* [Teks Sumber]
Presiden Biden mengetahui bahwa cara tercepat untuk mengakhiri sebuah perang adalah kalah.
Kabul (ANTARA) - Kelompok bersenjata Taliban mengklaim telah merebut dua kota terbesar Afghanistan pada Kamis waktu setempat, kata sejumlah media, sementara Amerika Serikat dan Inggris akan mengirim ribuan tentara untuk membantu evakuasi staf kedutaan mereka.

Penguasaan atas Kandahar dan Herat --kota terbesar kedua dan ketiga di Afghanistan-- menjadi kemenangan terbesar Taliban sejak mereka mulai mengintensifkan serangan pada Mei.

Jatuhnya kota-kota besar adalah tanda bahwa orang-orang Afghanistan menerima Taliban, kata juru bicara kelompok itu seperti dikutip stasiun TV Al Jazeera.

Kementerian Luar Negeri AS mengatakan Menteri Luar Negeri Antony Blinken dan Menteri Pertahanan Lloyd Austin telah berbicara dengan Presiden Afghanistan Ashraf Ghani pada Kamis.

Baca juga: Taliban kuasai perbatasan Afghanistan utara, Rusia khawatir

Mereka mengatakan pada Ghani bahwa AS "tetap berkepentingan dengan keamanan dan stabilitas Afghanistan" dan berkomitmen mendukung sebuah solusi politik atas konflik di sana.

Menanggapi kemajuan Taliban yang begitu cepat, Pentagon mengatakan mereka akan mengirim sekitar 3.000 tentara tambahan dalam 48 jam untuk membantu evakuasi staf kedutaan.

"Kami berharap dapat menarik staf diplomatik penting di Afghanistan dalam beberapa pekan ke depan," kata juru bicara Kemlu AS Ned Price, seraya menambahkan bahwa kedutaan tidak ditutup.

Seorang sumber yang memahami hal itu mengatakan tak ada jaminan kedutaan AS akan tetap dibuka.

* [Perintah Tugas A] Ulangi bagian teks sumber di atas mulai dari "Baca juga: Taliban" sampai dengan "konflik di sana." tanpa perubahan sedikit pun.
* [Perintah Tugas B]
Jawab pertanyaan berikut berdasarkan teks sumber di atas:
(i) Kota apa saja yang disebut sebagai kota terbesar kedua dan ketiga di Afghanistan?
(ii) Berapa jumlah tentara tambahan yang akan dikirim Pentagon, dan dalam rentang waktu berapa jam?
(iii) Siapa nama juru bicara Kemlu AS yang dikutip?

* [Cuplikan Data]
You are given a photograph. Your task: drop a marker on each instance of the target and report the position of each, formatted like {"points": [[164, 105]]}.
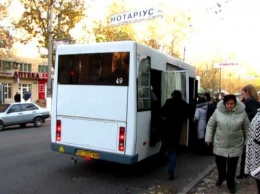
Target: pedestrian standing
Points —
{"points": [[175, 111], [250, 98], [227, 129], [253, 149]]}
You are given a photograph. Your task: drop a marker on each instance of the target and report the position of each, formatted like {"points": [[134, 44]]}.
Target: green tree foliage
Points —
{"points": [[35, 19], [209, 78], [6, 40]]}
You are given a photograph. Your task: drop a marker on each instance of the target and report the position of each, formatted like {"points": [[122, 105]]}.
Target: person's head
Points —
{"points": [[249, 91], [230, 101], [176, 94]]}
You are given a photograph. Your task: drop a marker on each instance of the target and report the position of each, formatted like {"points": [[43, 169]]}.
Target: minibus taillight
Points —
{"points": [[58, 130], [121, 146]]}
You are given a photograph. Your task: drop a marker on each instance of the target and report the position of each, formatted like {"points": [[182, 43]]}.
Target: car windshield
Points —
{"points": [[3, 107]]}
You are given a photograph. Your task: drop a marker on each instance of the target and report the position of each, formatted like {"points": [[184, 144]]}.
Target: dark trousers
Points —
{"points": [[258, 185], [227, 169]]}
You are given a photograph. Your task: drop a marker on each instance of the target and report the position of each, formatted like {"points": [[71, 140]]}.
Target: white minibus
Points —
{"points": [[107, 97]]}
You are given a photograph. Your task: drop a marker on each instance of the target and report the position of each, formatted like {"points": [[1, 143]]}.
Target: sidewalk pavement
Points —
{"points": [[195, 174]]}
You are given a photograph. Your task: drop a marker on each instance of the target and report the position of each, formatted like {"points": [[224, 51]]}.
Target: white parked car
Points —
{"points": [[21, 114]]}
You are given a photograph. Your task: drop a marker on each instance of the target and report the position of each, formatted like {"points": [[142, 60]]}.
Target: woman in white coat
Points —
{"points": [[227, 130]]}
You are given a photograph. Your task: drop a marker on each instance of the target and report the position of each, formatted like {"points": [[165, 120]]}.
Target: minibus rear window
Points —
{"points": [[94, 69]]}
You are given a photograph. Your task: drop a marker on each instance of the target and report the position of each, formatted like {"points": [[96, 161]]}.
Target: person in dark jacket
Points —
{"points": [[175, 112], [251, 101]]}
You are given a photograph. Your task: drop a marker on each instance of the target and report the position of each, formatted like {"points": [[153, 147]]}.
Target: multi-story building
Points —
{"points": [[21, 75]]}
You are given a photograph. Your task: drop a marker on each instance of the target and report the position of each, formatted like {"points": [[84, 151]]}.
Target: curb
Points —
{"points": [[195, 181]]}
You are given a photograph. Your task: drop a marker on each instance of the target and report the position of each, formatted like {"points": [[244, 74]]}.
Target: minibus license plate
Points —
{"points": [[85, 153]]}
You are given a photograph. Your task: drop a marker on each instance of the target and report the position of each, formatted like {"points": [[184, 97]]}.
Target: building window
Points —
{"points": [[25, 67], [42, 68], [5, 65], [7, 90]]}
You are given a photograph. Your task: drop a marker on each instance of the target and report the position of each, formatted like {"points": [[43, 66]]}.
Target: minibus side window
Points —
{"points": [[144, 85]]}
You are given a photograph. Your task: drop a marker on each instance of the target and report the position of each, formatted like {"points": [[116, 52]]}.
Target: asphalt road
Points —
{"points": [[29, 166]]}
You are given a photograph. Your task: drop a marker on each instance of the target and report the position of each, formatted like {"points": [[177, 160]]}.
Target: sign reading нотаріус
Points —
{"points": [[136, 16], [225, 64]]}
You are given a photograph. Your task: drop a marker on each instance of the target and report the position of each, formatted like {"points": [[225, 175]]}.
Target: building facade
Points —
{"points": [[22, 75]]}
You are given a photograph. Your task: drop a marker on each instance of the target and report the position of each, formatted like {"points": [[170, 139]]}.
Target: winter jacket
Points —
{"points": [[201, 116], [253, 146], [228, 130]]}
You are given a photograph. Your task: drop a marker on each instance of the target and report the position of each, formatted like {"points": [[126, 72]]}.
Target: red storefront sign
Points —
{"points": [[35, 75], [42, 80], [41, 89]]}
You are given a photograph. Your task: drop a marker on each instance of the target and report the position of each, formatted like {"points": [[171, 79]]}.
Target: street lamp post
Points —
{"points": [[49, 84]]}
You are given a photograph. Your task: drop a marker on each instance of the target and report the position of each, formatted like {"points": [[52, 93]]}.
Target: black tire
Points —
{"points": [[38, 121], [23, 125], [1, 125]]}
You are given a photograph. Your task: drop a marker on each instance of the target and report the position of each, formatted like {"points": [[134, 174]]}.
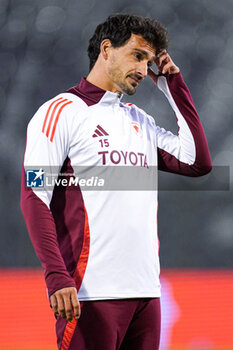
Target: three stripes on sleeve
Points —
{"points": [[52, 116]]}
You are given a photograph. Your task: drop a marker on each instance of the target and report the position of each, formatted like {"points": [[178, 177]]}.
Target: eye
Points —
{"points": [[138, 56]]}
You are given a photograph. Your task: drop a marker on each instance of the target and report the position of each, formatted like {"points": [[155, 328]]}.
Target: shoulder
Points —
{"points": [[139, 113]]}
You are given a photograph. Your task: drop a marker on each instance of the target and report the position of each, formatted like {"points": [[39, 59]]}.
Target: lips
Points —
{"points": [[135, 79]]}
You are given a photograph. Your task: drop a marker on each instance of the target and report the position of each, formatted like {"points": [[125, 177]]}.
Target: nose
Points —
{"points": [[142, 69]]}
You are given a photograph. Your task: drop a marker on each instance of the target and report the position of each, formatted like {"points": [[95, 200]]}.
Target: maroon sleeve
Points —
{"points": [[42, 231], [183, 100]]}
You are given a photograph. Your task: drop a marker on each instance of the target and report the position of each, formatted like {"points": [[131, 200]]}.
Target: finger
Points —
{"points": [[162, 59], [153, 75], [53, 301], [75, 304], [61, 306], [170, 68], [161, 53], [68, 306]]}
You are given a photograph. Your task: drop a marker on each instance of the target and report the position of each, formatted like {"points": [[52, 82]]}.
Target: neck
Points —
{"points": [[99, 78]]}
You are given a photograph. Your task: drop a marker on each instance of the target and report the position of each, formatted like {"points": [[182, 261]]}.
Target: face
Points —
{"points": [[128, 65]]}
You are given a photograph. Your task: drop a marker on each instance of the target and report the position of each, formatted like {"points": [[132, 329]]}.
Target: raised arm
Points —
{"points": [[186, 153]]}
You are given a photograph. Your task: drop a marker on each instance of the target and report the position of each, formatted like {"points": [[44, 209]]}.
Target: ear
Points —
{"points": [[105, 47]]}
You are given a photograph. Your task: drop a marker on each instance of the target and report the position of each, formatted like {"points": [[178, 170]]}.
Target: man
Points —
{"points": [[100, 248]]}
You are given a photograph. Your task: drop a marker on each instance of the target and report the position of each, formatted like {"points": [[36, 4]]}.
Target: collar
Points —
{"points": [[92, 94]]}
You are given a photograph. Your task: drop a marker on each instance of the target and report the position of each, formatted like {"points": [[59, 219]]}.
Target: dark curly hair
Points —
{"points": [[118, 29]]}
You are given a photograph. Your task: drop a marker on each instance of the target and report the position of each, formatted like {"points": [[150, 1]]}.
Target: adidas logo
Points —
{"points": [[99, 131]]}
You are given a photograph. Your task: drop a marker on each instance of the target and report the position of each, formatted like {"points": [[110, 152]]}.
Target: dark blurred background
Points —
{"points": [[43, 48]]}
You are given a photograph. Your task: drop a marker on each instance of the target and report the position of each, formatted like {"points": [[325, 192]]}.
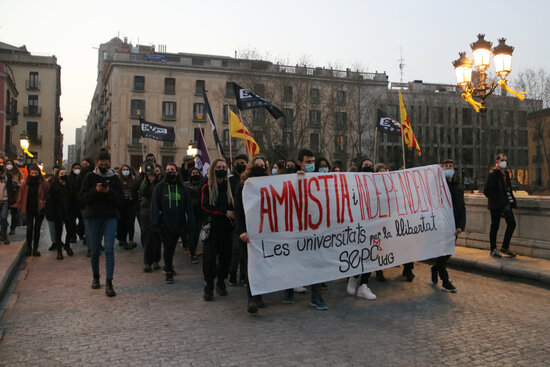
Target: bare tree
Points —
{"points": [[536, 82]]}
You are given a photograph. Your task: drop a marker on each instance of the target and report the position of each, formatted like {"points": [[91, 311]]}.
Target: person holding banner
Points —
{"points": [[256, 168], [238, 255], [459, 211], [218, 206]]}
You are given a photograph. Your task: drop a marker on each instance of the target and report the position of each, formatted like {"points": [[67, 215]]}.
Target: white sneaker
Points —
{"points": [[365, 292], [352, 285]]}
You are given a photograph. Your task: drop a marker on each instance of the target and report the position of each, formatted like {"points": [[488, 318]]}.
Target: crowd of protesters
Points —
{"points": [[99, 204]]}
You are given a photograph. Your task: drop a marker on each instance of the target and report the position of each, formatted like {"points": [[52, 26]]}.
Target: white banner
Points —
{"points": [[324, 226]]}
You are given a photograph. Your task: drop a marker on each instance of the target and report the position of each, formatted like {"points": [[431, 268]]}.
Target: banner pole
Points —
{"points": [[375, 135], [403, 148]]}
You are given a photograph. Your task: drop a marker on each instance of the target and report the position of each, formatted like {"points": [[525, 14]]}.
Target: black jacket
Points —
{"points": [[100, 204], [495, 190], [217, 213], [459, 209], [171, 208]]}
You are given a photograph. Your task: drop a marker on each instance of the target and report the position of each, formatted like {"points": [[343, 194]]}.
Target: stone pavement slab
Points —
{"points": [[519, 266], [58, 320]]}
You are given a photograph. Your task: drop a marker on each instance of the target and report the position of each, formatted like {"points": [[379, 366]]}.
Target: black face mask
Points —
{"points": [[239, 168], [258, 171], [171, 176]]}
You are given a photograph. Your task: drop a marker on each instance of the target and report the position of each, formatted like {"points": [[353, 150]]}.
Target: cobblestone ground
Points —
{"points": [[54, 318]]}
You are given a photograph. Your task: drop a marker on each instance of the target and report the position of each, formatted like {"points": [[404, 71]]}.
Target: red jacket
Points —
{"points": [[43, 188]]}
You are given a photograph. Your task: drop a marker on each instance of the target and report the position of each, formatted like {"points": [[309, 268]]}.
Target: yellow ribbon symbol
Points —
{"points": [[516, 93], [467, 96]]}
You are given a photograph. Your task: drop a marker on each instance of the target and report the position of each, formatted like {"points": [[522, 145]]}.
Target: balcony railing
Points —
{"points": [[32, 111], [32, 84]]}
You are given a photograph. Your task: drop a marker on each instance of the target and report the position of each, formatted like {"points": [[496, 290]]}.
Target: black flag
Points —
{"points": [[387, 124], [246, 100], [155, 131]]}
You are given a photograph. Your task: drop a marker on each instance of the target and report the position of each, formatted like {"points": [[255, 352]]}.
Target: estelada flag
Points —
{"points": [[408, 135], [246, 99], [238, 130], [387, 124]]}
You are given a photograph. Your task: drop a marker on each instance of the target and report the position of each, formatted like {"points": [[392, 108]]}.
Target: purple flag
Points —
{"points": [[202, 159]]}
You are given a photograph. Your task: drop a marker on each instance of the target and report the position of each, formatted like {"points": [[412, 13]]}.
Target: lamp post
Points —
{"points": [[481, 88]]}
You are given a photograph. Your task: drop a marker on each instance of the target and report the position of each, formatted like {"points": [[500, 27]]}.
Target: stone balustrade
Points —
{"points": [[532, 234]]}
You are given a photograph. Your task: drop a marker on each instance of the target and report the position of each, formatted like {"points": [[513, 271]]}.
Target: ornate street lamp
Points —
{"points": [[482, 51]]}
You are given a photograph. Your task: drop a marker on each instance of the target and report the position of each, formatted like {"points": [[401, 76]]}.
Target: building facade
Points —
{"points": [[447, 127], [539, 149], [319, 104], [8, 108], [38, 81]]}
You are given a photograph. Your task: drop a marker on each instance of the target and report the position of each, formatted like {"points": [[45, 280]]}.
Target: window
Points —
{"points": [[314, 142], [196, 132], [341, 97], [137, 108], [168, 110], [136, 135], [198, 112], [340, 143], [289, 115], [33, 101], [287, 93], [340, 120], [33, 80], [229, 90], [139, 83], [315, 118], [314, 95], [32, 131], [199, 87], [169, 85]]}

* [Jawaban A]
Baca juga: Taliban kuasai perbatasan Afghanistan utara, Rusia khawatir

Mereka mengatakan pada Ghani bahwa AS "tetap berkepentingan dengan keamanan dan stabilitas Afghanistan" dan berkomitmen mendukung sebuah solusi politik atas konflik di sana.

* [Jawaban B]
(i) Kandahar dan Herat.
(ii) Sekitar 3.000 tentara, dalam 48 jam.
(iii) Ned Price.